> [Passage for review]
# Central Illinois - 3 Western Plows - $7500



## gnarlydude (Nov 29, 2010)

3 Western utramount 2 Pro plows for $7500.
7.5, 8 and 8.5


----------



## Sawboy (Dec 18, 2005)

gnarlydude said:


> 3 Western utramount 2 Pro plows for $7500.
> 7.5, 8 and 8.5
> 
> View attachment 201820


Do they come with controllers (what kind?), receivers, and mounts / wiring (what vehicles?)


----------



## gnarlydude (Nov 29, 2010)

No mounts and I could throw in a controller.


----------



## plow4beer (Nov 16, 2016)

How much for just the 8.5?


----------



## gnarlydude (Nov 29, 2010)

I wasn’t really looking to sell just one, and it is the nicest of the group. It’s got a newer cutting edge, fresh fluid and filter change this year, and has practically no rust on the frame and none on the plow itself. $2950 seem reasonable?

> [Exercise set]
- A) Answer these questions about the plow sale thread:
(i) What sizes are the three plows?
(ii) What does the seller say about mounts?
(iii) What price does the seller suggest for the 8.5 alone?
- B) Sum up the plow sale thread in two sentences.
- C) Please carry the plow sale thread on from the seller's last post.
The lines that come after the plow sale thread are separate material.

> [Supplied data]
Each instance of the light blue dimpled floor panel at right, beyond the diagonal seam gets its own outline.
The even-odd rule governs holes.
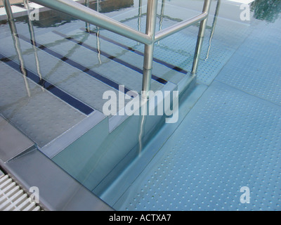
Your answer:
[[[217,79],[281,105],[280,23],[265,23],[240,46]]]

> [Answers for each item]
- A)
(i) 7.5, 8 and 8.5
(ii) There are no mounts.
(iii) $2950

- B) A seller offers three Western plows in 7.5, 8 and 8.5 sizes for $7500, with no mounts but the option of adding a controller. When asked about the 8.5 alone, the seller says it is the nicest of the group, with a newer cutting edge, a fresh fluid and filter change, practically no rust on the frame and none on the plow, and suggests $2950.

- C)
----------



## plow4beer (Nov 16, 2016)

gnarlydude said:


> I wasn't really looking to sell just one, and it is the nicest of the group. It's got a newer cutting edge, fresh fluid and filter change this year, and has practically no rust on the frame and none on the plow itself. $2950 seem reasonable?


Under normal circumstances, I suppose so....just isnt worth it to me. Btw, all 3 units look to be in great shape. Good luck with selling them.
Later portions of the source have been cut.